### WHAT IS ASKED
Retype each of the items below verbatim, leaving out the pictures.

_____

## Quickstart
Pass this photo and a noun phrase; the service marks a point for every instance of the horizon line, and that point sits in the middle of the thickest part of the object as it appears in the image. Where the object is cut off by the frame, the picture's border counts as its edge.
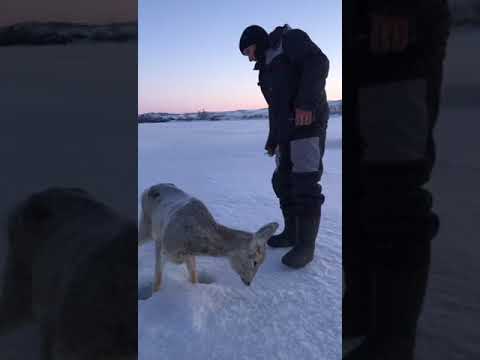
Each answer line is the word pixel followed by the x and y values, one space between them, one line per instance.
pixel 193 112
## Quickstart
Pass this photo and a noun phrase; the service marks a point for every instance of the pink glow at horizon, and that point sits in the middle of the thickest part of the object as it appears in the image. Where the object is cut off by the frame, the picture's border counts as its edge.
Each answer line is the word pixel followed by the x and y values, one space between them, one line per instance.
pixel 251 100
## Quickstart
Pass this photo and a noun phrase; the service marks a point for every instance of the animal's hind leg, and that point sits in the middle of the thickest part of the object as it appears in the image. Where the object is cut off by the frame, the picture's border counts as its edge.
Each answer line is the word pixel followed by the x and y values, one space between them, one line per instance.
pixel 192 268
pixel 159 261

_____

### SOLVED PROBLEM
## Quickstart
Pass this photo and a noun phrase; the service marks a point for every instance of the horizon line, and that point sits in the middle of the thickest part of the object as it appears in the image. Where the object is cut off by the frame, the picture's border counts as its edge.
Each answer line is the word pixel followed by the x and y values, one space between them, one line per instance.
pixel 193 112
## Quickstart
Pass this photo and a noun phrase; the service marks a point for every instance of the pink glow at horizon, and that point sits in the middle of the thickest part of the object as it appears in the image. Where the object is cut off by the frame, the picture's border counts as its edge.
Each answer line is the word pixel followed by the x and y values, one space between them, one line per instance.
pixel 251 100
## Quickstart
Pass this photo and a noun phrase; the service marks a point for every instance of the animal's hind leg, and that point sits in the middle of the thickest part of the object as it appears in the image. Where the object is cut off by the frame, the picture's border counts as its edge.
Each answer line is the word pixel followed by the x and y values, one space between them, one line per instance.
pixel 192 268
pixel 159 261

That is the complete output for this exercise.